►
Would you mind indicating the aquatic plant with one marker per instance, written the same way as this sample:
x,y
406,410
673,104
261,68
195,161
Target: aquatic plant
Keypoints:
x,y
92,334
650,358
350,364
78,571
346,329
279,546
◄
#### What this task involves
What is the number of lines in the records that contain "aquatic"? Answer with it alone.

#### Result of the task
2